Stored items:
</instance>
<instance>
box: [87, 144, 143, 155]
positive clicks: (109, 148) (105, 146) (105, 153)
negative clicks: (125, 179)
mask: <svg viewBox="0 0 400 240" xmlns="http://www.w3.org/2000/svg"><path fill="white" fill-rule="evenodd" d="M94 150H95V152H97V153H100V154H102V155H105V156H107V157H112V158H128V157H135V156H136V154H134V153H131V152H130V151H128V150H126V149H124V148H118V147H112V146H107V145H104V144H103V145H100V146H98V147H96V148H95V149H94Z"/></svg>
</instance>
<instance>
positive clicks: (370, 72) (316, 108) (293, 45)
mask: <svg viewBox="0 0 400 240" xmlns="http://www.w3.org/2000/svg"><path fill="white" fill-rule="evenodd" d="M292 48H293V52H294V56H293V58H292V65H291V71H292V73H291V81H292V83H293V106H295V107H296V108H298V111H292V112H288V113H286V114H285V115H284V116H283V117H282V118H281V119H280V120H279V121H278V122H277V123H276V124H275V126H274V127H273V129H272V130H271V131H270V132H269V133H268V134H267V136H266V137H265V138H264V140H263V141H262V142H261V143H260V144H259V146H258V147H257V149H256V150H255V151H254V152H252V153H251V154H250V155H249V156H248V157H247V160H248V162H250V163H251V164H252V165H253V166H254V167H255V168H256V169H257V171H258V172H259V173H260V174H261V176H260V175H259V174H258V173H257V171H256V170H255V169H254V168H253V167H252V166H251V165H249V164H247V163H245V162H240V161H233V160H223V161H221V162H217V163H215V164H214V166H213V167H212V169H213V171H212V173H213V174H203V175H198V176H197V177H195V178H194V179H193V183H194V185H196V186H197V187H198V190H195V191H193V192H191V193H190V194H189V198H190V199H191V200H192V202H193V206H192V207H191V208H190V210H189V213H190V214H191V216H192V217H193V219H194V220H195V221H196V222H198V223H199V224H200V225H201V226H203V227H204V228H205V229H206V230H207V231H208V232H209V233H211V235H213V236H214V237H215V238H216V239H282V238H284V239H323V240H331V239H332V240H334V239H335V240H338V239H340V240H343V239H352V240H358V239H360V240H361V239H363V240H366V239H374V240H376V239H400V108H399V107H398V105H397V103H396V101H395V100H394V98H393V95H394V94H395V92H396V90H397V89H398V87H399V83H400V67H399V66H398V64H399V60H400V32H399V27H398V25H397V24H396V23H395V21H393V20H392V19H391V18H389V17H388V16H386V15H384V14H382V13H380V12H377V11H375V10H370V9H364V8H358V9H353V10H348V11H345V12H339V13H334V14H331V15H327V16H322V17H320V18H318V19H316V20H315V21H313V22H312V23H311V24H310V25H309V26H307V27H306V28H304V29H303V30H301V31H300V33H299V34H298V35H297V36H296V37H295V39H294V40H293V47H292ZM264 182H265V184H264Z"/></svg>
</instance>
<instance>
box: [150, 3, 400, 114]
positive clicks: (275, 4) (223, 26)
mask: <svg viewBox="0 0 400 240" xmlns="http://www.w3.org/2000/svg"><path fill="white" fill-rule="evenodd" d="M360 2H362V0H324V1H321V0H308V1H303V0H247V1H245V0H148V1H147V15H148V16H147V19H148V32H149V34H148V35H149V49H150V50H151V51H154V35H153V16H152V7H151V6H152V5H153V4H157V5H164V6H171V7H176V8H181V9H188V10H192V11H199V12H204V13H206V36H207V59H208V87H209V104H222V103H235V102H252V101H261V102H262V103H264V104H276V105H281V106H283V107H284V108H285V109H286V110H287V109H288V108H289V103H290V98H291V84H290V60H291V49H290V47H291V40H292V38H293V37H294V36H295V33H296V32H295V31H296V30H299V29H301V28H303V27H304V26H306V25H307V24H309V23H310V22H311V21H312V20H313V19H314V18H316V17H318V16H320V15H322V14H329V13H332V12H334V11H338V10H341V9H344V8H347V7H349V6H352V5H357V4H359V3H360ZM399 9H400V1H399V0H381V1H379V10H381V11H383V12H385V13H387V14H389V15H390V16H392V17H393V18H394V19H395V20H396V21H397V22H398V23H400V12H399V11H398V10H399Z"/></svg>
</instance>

Written task: Print the stretch of rows from the very start through the line that contains "positive clicks: (370, 72)", including both ends, with every line copied unchanged.

Expected answer:
</instance>
<instance>
box: [87, 144, 143, 155]
positive clicks: (109, 148) (105, 146) (105, 153)
negative clicks: (125, 179)
mask: <svg viewBox="0 0 400 240" xmlns="http://www.w3.org/2000/svg"><path fill="white" fill-rule="evenodd" d="M94 150H95V152H97V153H100V154H102V155H105V156H107V157H112V158H128V157H135V156H136V154H134V153H131V152H130V151H128V150H126V149H124V148H118V147H112V146H107V145H104V144H103V145H100V146H98V147H96V148H95V149H94Z"/></svg>
</instance>
<instance>
positive clicks: (370, 72) (316, 108) (293, 45)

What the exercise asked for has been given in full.